> [Source passage]:
# # # #

With its tagline of “Developing Sustainable Futures”, a key focus of the department is to come up with products that are more environment-friendly, says Tunku Badlishah.

One initiative that he is excited about is the Idea House, a prototype dwelling whereby the developer systematically adopts the strategies used in the construction of the house — in part or its entirety — for future projects. The 2-storey house currently under construction in Denai Alam will boast several green features, such as an East-West orientation, a rainwater-harvesting system and photovoltaic (PV) panels on the roof.

In designing green homes, the developer is also sensitive to the concerns that such homes may come with a hefty price tag. “While we hope that buyers can pay the premium, it’s also our job to make green products that pay for themselves. For example, in the case of installing PV panels, yes, it’s going to cost more but we tell our buyers the savings on the electricity bill over 10 years will cover the initial cost” says Tunku Badlishah.

Opportunities at home and abroad
While the outlook for the property market depends on the general economy, going forward, Sime Darby Property sees opportunities in all areas of its operations — development, asset management and hospitality and leisure. To this end, the company is focused on strengthening some of these operations, such as the rebranding of Darby Park serviced apartments and the renovation of the Kuala Lumpur Golf and Country Club.

# # # #

> [Task prompt]:
Rewrite the passage on green homes from "With its tagline" to "environment-friendly, says Tunku Badlishah.", changing "department" to "division". The material after this passage comes from a separate source.

# # # #

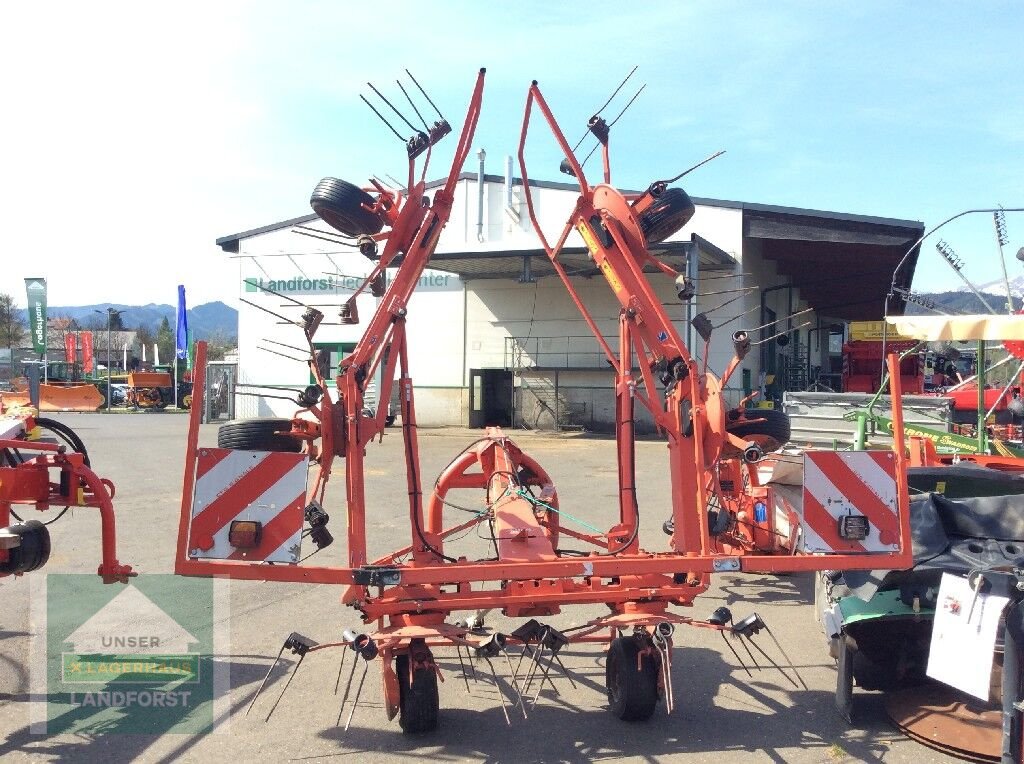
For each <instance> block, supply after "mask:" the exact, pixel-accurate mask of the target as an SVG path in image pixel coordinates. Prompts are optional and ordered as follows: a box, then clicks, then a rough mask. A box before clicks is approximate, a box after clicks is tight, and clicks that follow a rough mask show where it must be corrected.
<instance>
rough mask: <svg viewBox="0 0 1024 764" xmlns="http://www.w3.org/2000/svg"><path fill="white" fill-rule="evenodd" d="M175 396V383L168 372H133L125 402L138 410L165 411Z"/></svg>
mask: <svg viewBox="0 0 1024 764" xmlns="http://www.w3.org/2000/svg"><path fill="white" fill-rule="evenodd" d="M173 395H174V382H173V380H171V375H170V374H169V373H168V372H131V373H130V374H129V375H128V390H127V392H126V393H125V402H126V404H127V405H128V406H132V407H134V408H136V409H154V408H156V409H164V408H166V407H167V406H168V405H169V404H170V402H171V398H172V397H173Z"/></svg>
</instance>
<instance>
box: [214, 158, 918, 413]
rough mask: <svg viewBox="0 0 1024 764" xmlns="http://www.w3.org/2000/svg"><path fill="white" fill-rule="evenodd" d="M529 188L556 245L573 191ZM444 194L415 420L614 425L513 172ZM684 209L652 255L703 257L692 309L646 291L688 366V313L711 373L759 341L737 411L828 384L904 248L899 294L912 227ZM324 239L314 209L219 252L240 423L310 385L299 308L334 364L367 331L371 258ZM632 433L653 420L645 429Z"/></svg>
mask: <svg viewBox="0 0 1024 764" xmlns="http://www.w3.org/2000/svg"><path fill="white" fill-rule="evenodd" d="M481 164H482V162H481ZM481 179H482V182H481ZM440 184H441V181H438V182H436V183H433V184H431V185H430V186H428V188H429V187H436V186H438V185H440ZM530 186H531V190H532V196H534V202H535V208H536V210H537V214H538V217H539V219H540V220H541V222H542V226H543V227H544V229H545V232H546V236H547V237H548V239H549V241H554V240H555V239H557V236H558V235H559V234H560V231H561V229H562V227H563V226H564V224H565V220H566V218H567V217H568V215H569V213H570V212H571V210H572V207H573V205H574V203H575V200H577V196H578V186H577V185H575V184H574V183H559V182H545V181H530ZM428 194H429V190H428ZM456 200H457V201H456V204H455V207H454V210H453V213H452V217H451V219H450V221H449V224H447V226H446V228H445V229H444V232H443V235H442V236H441V239H440V243H439V245H438V248H437V251H436V253H435V255H434V257H433V258H432V259H431V263H430V265H431V269H430V270H428V271H426V272H425V274H424V275H423V278H422V279H421V285H420V288H419V289H418V290H417V293H416V295H415V296H414V297H413V300H412V302H411V304H410V306H409V322H408V336H409V347H410V365H411V374H412V377H413V382H414V385H415V386H416V390H417V398H416V407H417V417H418V420H419V422H420V423H421V424H424V425H469V426H480V425H482V424H484V423H501V424H503V425H505V426H526V427H531V428H552V427H584V428H587V429H594V430H603V429H610V428H611V426H612V423H613V411H614V396H613V392H612V375H611V372H610V367H609V365H608V364H607V362H606V359H605V358H604V357H603V354H602V352H601V350H600V347H599V345H598V344H597V342H596V341H595V340H594V338H593V336H592V335H591V334H590V332H589V330H588V328H587V325H586V324H585V322H584V321H583V319H582V316H581V315H580V314H579V311H578V310H577V308H575V306H574V305H573V304H572V302H571V300H570V299H569V297H568V294H567V293H566V291H565V289H564V288H563V286H562V284H561V282H560V281H559V279H558V277H557V275H555V274H554V270H553V268H552V265H551V263H550V261H549V260H548V258H547V256H546V254H545V252H544V250H543V249H542V248H541V246H540V242H539V240H538V237H537V235H536V232H535V230H534V228H532V225H531V224H530V222H529V219H528V216H527V212H526V209H525V202H524V199H523V193H522V184H521V181H520V180H519V179H518V178H514V177H512V174H511V160H510V159H509V160H508V162H507V164H506V173H505V175H504V176H501V175H486V174H484V173H483V172H482V168H481V172H480V173H479V174H475V173H464V174H462V175H461V176H460V179H459V183H458V187H457V192H456ZM693 201H694V203H695V204H696V212H695V214H694V215H693V217H692V219H691V220H690V221H689V222H688V223H687V225H686V226H685V227H684V228H683V229H682V230H680V231H679V232H677V234H676V235H674V236H673V237H671V238H670V239H669V240H668V241H666V242H664V243H662V244H658V245H655V247H654V248H652V250H651V251H652V253H653V254H654V255H655V256H656V257H658V258H660V259H662V260H664V261H665V262H667V263H669V264H671V265H672V266H673V267H674V268H676V269H677V270H680V271H682V270H684V269H685V268H686V267H687V265H686V263H687V255H688V254H691V255H692V256H693V258H694V259H693V260H691V262H697V261H698V263H699V264H698V267H697V269H696V273H695V275H696V282H697V286H698V295H697V298H696V299H695V302H694V304H692V305H685V304H681V303H680V301H679V299H678V297H677V295H676V292H675V289H674V284H673V280H672V279H671V278H667V277H665V275H664V274H660V273H656V272H653V273H652V278H651V281H652V283H653V284H654V285H655V290H656V292H657V294H658V295H659V296H660V297H662V298H663V302H664V303H666V304H667V305H668V306H669V310H670V312H672V311H675V315H678V321H677V326H678V329H679V331H680V334H681V335H682V336H684V337H686V338H687V342H688V344H689V345H690V347H691V351H692V352H693V353H694V354H695V355H697V356H699V357H703V355H705V354H706V351H705V343H703V341H702V340H700V339H699V337H697V335H696V333H695V332H694V331H693V330H691V329H689V326H690V325H689V323H688V322H687V314H688V311H689V314H690V315H693V314H695V313H698V312H699V313H705V314H706V315H707V317H708V319H709V320H710V321H711V323H712V324H713V325H714V327H715V332H714V334H713V336H712V338H711V341H710V343H709V344H708V349H707V356H708V367H709V369H710V370H712V371H718V372H721V370H722V369H724V367H725V366H726V365H727V364H728V363H729V360H730V358H731V357H732V343H731V339H730V338H731V335H732V333H733V332H734V331H736V330H739V329H746V330H756V331H755V332H754V335H753V336H754V337H755V338H756V340H759V339H762V340H766V341H765V342H763V343H762V344H760V345H759V346H758V351H757V352H754V351H752V352H751V353H750V354H749V355H748V356H746V358H745V359H744V362H743V364H742V366H741V369H740V371H739V372H738V373H737V374H736V375H735V376H734V377H733V380H732V382H731V383H730V386H729V388H728V389H727V392H726V394H727V396H728V397H729V399H730V401H731V402H732V404H738V402H739V401H740V400H741V399H742V398H744V397H746V396H748V395H750V394H751V393H753V392H759V393H760V394H761V395H762V397H765V398H777V397H780V395H781V392H782V391H783V390H786V389H800V390H803V389H806V388H807V387H808V386H809V385H811V384H814V383H818V384H825V385H828V386H834V385H837V382H838V379H839V375H840V373H841V359H840V358H841V356H840V350H841V346H842V342H843V339H844V337H845V332H846V325H847V323H848V322H850V321H860V320H870V319H879V317H881V315H882V311H883V301H884V299H885V295H886V293H887V292H888V291H889V286H890V282H891V281H892V278H893V271H894V270H895V269H896V266H897V264H898V263H899V262H900V260H901V259H903V258H904V256H906V255H907V254H908V253H909V257H907V261H906V263H905V264H904V266H903V267H902V268H900V278H899V280H898V284H899V285H901V286H903V287H908V286H909V283H910V281H911V279H912V274H913V267H914V264H915V260H916V255H918V252H916V249H915V247H914V245H915V242H916V241H918V240H919V239H920V237H921V236H922V234H923V232H924V225H923V224H922V223H920V222H915V221H908V220H895V219H889V218H880V217H868V216H862V215H851V214H846V213H836V212H820V211H815V210H804V209H795V208H788V207H775V206H770V205H761V204H749V203H743V202H728V201H721V200H713V199H699V198H694V199H693ZM329 230H330V228H329V227H328V226H327V225H326V224H324V223H323V222H322V221H319V220H318V218H316V217H315V216H314V215H311V214H310V215H306V216H303V217H297V218H292V219H290V220H285V221H282V222H279V223H273V224H270V225H265V226H263V227H260V228H255V229H252V230H247V231H243V232H240V234H233V235H230V236H226V237H222V238H220V239H218V240H217V244H218V245H219V246H220V247H221V249H222V250H223V251H224V252H225V253H228V254H229V255H230V256H233V257H236V258H237V259H238V262H239V282H238V288H239V289H240V296H241V298H242V300H243V304H242V306H241V309H240V314H239V382H240V383H241V385H243V386H241V387H240V388H239V393H240V394H239V395H238V397H237V401H236V407H237V408H236V411H237V416H240V417H241V416H290V415H291V413H292V412H293V410H294V408H295V407H294V405H292V404H290V402H289V401H288V400H287V399H283V398H287V397H288V396H289V395H290V393H289V392H283V391H282V388H284V389H286V390H289V389H298V388H300V387H302V386H304V385H306V384H308V383H309V381H310V377H309V372H308V368H307V366H306V364H305V357H306V351H304V350H303V349H302V348H303V344H304V337H303V334H302V332H301V330H300V329H298V327H296V326H294V324H293V323H292V322H294V321H295V320H297V319H298V316H299V314H300V313H301V311H302V309H303V305H304V304H308V305H313V306H315V307H317V308H318V309H321V310H323V311H324V312H325V313H326V314H327V319H326V320H325V322H324V324H323V325H322V328H321V329H319V331H318V332H317V335H316V338H315V339H316V345H317V346H319V347H326V348H328V349H330V351H331V352H332V353H333V358H332V359H333V362H336V360H337V359H338V358H339V357H340V356H341V355H342V354H343V353H345V352H347V351H348V350H350V349H351V348H352V347H353V346H354V344H355V342H356V341H357V340H358V339H359V337H360V336H361V327H360V326H358V325H346V324H343V323H342V322H341V321H340V320H339V319H338V312H339V305H340V303H341V302H343V301H344V300H345V299H346V298H347V296H348V295H350V294H351V290H352V289H353V288H354V287H355V286H357V285H358V284H359V283H360V280H361V278H362V277H365V275H366V274H367V273H368V272H369V271H370V268H371V267H372V263H370V262H369V261H367V260H366V259H365V258H362V257H361V255H359V254H358V253H357V252H356V251H355V250H354V249H351V248H346V247H343V246H340V245H339V244H336V243H335V242H333V241H328V240H332V239H334V237H331V236H330V235H328V236H326V237H323V238H316V237H317V236H318V234H317V231H325V232H326V231H329ZM560 261H561V262H562V264H563V265H564V266H565V268H566V269H567V270H568V272H569V273H570V274H571V275H572V281H573V284H574V285H575V287H577V289H578V290H579V292H580V294H581V296H582V298H583V300H584V302H585V304H586V305H587V307H588V309H589V310H590V312H591V313H592V315H593V316H594V317H595V319H596V322H597V324H598V327H599V329H600V331H601V333H602V334H603V335H604V337H605V338H607V339H609V340H610V341H611V342H612V344H614V343H615V342H616V341H617V333H618V324H617V320H618V303H617V302H616V301H615V299H614V297H613V295H612V293H611V291H610V289H609V288H608V287H607V285H606V283H605V282H604V280H603V278H601V277H600V274H599V271H598V270H597V269H596V267H595V266H594V263H593V262H592V261H591V259H590V257H589V254H588V252H587V250H586V247H585V246H584V243H583V241H582V240H581V239H580V238H579V235H578V234H575V231H573V232H572V235H571V236H570V238H569V240H568V241H567V245H566V249H565V250H564V252H563V255H562V257H561V260H560ZM651 270H654V269H653V268H651ZM595 277H597V278H595ZM267 290H272V292H271V291H267ZM274 293H276V294H274ZM375 305H376V298H374V297H372V296H370V295H369V294H366V295H360V297H359V298H358V301H357V308H358V313H359V315H362V316H365V317H366V316H369V315H370V314H371V313H372V311H373V309H374V307H375ZM245 385H250V386H245ZM253 385H254V386H253ZM273 388H278V389H276V390H275V389H273ZM836 389H838V386H837V387H836ZM643 415H645V412H644V413H643V414H641V412H640V410H639V409H638V416H643ZM639 424H640V426H641V427H643V426H644V425H646V426H648V427H649V426H650V422H649V421H646V422H640V423H639Z"/></svg>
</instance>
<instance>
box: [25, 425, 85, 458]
mask: <svg viewBox="0 0 1024 764" xmlns="http://www.w3.org/2000/svg"><path fill="white" fill-rule="evenodd" d="M36 424H38V425H39V426H40V427H42V428H43V429H47V430H52V431H53V432H55V433H56V434H57V435H58V436H59V437H60V439H61V440H63V441H65V442H66V443H67V444H68V445H70V447H71V448H72V449H74V450H75V451H77V452H78V453H79V454H81V455H82V456H83V457H84V459H83V461H84V462H85V466H86V467H89V466H91V463H90V462H89V452H87V451H86V450H85V443H83V442H82V438H80V437H79V436H78V433H77V432H75V430H73V429H72V428H71V427H69V426H68V425H66V424H63V423H62V422H58V421H56V420H55V419H49V418H46V417H36Z"/></svg>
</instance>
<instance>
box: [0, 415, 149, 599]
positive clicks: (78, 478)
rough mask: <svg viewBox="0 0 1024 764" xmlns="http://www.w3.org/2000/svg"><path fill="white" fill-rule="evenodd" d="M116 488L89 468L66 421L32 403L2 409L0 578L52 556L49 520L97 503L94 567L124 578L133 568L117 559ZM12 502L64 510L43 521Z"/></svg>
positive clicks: (108, 574)
mask: <svg viewBox="0 0 1024 764" xmlns="http://www.w3.org/2000/svg"><path fill="white" fill-rule="evenodd" d="M114 494H115V489H114V483H113V482H111V481H110V480H108V479H106V478H105V477H99V475H97V474H96V473H95V472H93V471H92V468H91V467H90V463H89V455H88V453H87V452H86V450H85V444H84V443H83V442H82V440H81V438H79V436H78V435H77V434H76V433H75V431H74V430H72V429H71V428H70V427H68V426H67V425H65V424H61V423H60V422H57V421H55V420H52V419H46V418H43V417H39V416H38V415H37V414H36V412H35V410H34V409H27V408H20V407H18V408H14V409H10V410H6V411H4V412H3V413H0V578H3V577H5V576H23V575H25V574H27V572H32V571H33V570H38V569H39V568H41V567H42V566H43V565H45V564H46V562H47V560H48V559H49V556H50V533H49V528H48V527H47V526H48V525H49V524H50V523H52V522H55V521H56V520H58V519H59V518H60V517H61V516H62V515H63V513H65V512H66V511H68V509H70V508H71V507H95V508H96V509H97V510H99V521H100V529H101V534H102V544H101V550H102V551H101V559H100V564H99V568H98V569H97V570H96V572H97V575H98V576H100V577H101V578H102V580H103V582H104V583H106V584H114V583H126V582H127V581H128V578H129V577H131V576H134V575H135V574H134V572H133V571H132V567H131V565H123V564H121V563H120V562H119V561H118V555H117V535H116V530H115V522H114ZM15 506H16V507H19V508H23V509H22V511H23V512H25V511H26V509H25V508H28V509H29V510H35V511H39V512H46V511H48V510H53V509H55V508H61V507H62V510H61V511H60V512H59V513H58V514H57V515H56V517H53V518H52V519H50V520H48V521H46V522H42V521H40V520H35V519H28V518H27V517H23V516H20V515H18V513H17V511H16V510H15V509H14V507H15ZM12 519H13V520H14V522H13V523H12V522H11V520H12Z"/></svg>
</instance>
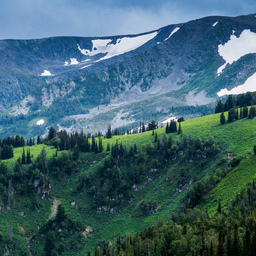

# # # #

> [Reply to the exercise]:
With its tagline of “Developing Sustainable Futures”, a key focus of the division is to come up with products that are more environment-friendly, says Tunku Badlishah.